[Stored data]
========================================

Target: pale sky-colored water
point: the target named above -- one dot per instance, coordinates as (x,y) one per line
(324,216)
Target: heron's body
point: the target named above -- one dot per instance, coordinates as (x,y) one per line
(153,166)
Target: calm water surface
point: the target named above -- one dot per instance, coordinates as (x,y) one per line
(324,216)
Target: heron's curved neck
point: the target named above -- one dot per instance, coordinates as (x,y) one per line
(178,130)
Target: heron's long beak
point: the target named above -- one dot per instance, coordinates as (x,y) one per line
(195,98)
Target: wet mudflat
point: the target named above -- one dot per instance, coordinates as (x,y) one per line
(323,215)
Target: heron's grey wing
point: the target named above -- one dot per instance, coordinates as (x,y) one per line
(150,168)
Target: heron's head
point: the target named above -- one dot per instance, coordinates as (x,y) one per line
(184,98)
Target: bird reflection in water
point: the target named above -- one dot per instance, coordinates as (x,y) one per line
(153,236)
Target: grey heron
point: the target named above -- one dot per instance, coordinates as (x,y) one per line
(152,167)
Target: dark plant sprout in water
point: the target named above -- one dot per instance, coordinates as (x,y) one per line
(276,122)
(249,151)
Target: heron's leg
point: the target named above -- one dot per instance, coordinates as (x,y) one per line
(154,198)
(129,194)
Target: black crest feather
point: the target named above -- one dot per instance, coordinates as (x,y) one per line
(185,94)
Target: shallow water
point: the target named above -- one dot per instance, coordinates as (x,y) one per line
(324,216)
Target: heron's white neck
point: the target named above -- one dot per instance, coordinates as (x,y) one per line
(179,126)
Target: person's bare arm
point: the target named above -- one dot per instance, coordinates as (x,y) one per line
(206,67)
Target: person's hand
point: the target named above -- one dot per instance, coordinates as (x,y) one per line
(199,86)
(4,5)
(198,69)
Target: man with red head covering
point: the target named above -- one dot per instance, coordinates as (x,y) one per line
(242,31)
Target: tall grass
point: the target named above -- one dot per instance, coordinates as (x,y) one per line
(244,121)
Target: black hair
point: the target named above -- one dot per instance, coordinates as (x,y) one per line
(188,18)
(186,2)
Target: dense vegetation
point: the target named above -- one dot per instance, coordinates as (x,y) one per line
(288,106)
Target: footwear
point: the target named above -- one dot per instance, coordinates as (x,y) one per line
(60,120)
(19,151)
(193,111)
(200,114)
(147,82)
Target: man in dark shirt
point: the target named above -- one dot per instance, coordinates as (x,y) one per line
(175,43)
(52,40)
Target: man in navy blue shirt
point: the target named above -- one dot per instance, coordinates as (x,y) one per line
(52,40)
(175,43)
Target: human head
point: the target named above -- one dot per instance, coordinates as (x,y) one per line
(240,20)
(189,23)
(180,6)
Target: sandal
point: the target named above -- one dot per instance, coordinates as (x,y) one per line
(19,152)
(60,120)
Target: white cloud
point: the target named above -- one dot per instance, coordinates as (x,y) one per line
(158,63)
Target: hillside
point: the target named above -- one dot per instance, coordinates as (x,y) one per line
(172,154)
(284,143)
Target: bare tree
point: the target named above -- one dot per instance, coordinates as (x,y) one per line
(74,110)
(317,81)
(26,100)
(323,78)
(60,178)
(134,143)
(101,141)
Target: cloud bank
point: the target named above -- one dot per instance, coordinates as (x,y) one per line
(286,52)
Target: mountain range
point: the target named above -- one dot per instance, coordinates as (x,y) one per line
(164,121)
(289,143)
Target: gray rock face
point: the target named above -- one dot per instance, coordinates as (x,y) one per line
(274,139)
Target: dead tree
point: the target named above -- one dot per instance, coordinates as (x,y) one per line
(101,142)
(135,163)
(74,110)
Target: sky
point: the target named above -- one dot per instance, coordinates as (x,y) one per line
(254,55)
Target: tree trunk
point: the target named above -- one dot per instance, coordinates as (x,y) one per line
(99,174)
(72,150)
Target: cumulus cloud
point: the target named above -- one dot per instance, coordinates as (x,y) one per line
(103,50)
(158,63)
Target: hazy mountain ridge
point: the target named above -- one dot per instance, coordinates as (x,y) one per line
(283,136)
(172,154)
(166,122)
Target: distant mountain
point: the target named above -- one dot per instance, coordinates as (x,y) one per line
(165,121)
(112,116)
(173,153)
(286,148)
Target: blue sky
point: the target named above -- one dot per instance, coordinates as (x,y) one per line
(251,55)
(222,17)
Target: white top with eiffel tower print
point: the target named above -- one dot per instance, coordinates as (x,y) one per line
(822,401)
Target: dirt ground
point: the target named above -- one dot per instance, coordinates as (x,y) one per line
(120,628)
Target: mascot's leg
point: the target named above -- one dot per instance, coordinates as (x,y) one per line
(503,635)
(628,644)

========================================

## Work to be completed
The answer must consist of every line from the data that holds the string "person".

## Output for this exercise
Target: person's bare arm
Target: person's hand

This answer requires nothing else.